*** Begin section ***
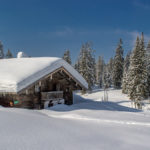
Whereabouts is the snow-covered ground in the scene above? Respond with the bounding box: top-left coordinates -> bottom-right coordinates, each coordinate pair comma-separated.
1,89 -> 150,150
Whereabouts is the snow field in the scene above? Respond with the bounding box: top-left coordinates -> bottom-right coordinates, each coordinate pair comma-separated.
0,89 -> 150,150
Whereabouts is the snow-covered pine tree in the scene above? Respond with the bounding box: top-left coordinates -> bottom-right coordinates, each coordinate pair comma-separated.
85,42 -> 96,89
96,56 -> 104,88
146,40 -> 150,96
74,60 -> 79,71
86,43 -> 96,87
77,42 -> 96,90
137,32 -> 148,99
102,64 -> 112,88
0,41 -> 4,59
146,40 -> 150,68
106,57 -> 114,87
128,36 -> 140,103
112,39 -> 124,89
128,33 -> 148,109
62,49 -> 72,64
122,51 -> 131,94
147,40 -> 150,55
6,49 -> 13,58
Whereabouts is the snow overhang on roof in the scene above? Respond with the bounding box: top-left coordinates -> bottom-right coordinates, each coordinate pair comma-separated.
0,57 -> 88,93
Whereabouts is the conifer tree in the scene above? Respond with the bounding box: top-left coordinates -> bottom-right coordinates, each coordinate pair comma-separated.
112,39 -> 124,89
128,33 -> 148,108
6,49 -> 13,58
102,64 -> 112,88
146,40 -> 150,54
146,40 -> 150,69
76,42 -> 96,90
62,49 -> 71,64
74,61 -> 79,71
0,41 -> 4,59
146,40 -> 150,95
122,51 -> 131,94
96,56 -> 104,88
107,57 -> 114,87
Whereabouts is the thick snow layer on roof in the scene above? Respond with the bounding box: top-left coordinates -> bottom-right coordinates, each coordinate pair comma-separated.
0,57 -> 88,93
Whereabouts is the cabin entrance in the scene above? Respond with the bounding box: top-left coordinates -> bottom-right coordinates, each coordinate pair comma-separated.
38,68 -> 81,108
41,91 -> 64,108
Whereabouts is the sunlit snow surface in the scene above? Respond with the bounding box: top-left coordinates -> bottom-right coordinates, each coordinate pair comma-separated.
1,89 -> 150,150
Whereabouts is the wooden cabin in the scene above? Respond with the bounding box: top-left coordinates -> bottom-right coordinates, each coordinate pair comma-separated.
0,57 -> 88,109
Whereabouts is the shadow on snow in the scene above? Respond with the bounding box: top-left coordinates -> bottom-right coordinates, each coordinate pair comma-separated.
50,93 -> 141,113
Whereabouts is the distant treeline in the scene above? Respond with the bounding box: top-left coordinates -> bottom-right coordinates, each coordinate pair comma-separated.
0,41 -> 13,59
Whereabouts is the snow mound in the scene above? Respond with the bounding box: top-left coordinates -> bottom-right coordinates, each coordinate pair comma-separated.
0,57 -> 88,93
17,51 -> 28,58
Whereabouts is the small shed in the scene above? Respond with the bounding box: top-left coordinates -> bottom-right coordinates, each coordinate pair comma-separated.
0,57 -> 88,109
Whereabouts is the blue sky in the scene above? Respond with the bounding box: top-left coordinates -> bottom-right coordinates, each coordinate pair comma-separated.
0,0 -> 150,62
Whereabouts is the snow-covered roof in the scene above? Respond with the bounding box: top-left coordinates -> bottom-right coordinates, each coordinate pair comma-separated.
0,57 -> 88,93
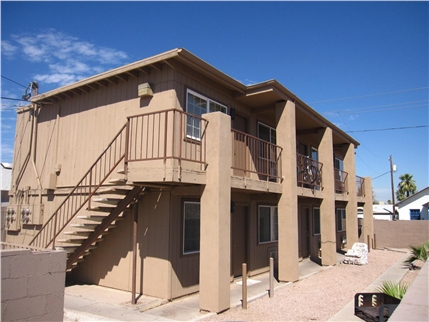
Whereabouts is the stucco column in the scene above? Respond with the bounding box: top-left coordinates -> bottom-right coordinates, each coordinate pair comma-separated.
276,101 -> 299,282
200,112 -> 231,313
363,176 -> 374,248
344,143 -> 358,248
318,127 -> 336,266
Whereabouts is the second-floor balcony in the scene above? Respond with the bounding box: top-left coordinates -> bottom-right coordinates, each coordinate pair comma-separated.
124,109 -> 362,197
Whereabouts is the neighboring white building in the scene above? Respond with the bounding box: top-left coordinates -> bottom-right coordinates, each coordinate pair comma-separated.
1,162 -> 12,242
373,204 -> 395,221
397,187 -> 429,220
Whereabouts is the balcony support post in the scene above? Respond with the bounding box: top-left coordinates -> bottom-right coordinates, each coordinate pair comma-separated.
363,177 -> 374,249
199,112 -> 231,313
318,127 -> 337,266
344,143 -> 358,249
276,100 -> 299,282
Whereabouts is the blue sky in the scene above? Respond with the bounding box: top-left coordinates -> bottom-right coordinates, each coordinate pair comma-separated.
1,1 -> 428,202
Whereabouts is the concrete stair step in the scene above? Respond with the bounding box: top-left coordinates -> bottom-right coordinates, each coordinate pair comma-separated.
70,223 -> 115,229
108,177 -> 126,184
59,245 -> 97,254
57,237 -> 104,244
91,197 -> 122,205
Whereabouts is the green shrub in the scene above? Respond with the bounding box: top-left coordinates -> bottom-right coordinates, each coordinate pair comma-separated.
404,241 -> 429,265
376,280 -> 409,300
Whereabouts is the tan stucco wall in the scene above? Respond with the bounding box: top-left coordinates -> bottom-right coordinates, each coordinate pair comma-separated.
374,220 -> 429,249
1,247 -> 66,322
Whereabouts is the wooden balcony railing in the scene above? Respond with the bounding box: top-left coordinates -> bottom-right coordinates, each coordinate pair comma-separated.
356,176 -> 365,197
231,129 -> 283,183
296,153 -> 323,188
334,168 -> 348,193
126,109 -> 208,167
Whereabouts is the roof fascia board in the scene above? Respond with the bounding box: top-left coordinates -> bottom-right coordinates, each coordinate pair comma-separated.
248,80 -> 359,147
176,49 -> 246,94
31,48 -> 182,103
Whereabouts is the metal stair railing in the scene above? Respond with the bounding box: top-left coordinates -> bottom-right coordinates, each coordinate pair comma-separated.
29,123 -> 128,249
66,185 -> 144,269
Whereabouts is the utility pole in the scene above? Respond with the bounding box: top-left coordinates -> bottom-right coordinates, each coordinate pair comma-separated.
389,155 -> 396,220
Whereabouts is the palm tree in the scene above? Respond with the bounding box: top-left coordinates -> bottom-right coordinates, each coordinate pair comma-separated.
396,173 -> 417,201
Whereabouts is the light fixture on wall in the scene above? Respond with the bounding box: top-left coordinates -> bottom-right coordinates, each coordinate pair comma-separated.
138,83 -> 153,98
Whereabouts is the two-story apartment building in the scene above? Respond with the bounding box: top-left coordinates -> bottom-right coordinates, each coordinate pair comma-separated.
5,48 -> 373,313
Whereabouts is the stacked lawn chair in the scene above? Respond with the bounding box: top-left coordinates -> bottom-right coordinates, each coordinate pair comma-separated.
343,242 -> 368,265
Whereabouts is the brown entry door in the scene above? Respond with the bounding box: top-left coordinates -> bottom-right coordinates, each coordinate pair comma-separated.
231,206 -> 247,277
298,206 -> 310,259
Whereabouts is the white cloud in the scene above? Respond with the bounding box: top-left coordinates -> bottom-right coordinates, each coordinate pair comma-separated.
6,29 -> 129,87
34,73 -> 84,86
1,40 -> 18,58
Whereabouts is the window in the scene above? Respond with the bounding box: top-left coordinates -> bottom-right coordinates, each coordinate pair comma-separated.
186,89 -> 227,139
258,122 -> 276,145
336,208 -> 346,231
258,205 -> 278,243
410,209 -> 421,220
183,202 -> 200,254
313,207 -> 321,235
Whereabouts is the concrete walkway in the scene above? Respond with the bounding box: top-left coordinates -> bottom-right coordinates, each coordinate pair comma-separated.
64,253 -> 343,321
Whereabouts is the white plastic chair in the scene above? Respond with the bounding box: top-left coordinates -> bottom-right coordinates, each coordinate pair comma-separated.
343,242 -> 368,265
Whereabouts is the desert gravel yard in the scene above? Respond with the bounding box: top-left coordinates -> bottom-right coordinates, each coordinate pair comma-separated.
202,249 -> 412,322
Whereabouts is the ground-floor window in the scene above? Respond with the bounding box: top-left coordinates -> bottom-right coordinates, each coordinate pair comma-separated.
313,207 -> 321,235
183,201 -> 200,254
336,208 -> 346,231
410,209 -> 421,220
258,205 -> 278,243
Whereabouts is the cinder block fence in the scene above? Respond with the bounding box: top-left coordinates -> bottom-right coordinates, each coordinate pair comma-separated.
1,244 -> 66,321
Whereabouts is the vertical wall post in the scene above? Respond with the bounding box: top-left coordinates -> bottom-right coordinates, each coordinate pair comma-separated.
242,263 -> 247,309
269,257 -> 274,298
318,127 -> 337,266
344,143 -> 358,248
275,100 -> 299,282
131,201 -> 138,304
200,112 -> 231,313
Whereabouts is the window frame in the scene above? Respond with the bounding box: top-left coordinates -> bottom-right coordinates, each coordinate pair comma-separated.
336,208 -> 346,232
410,209 -> 421,220
183,201 -> 201,255
186,89 -> 227,140
313,207 -> 321,235
258,205 -> 278,244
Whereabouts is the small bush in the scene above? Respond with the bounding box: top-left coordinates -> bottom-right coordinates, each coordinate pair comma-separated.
404,241 -> 429,265
376,280 -> 409,300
*** End section ***
### WHAT YOU WILL DO
What is wanted is an exact repetition of the lines from the one with "Whereabouts is the window frame" through the last line of the material above, both ends included.

### ANSWER SECTION
Whereabouts is the window frame in the scene above? Respond with the bounding box: top-left coordinates -> bottom-right coordinates, each coordinate pair comma-separated.
336,208 -> 346,232
410,209 -> 421,220
183,201 -> 201,255
186,89 -> 227,140
313,207 -> 321,235
258,205 -> 278,244
Whereabouts is the small bush in the scene above? Respond with the bounding box: top-left coordinates -> bottom-right coordinates, each coordinate pair comma-separated.
404,241 -> 429,265
376,280 -> 409,300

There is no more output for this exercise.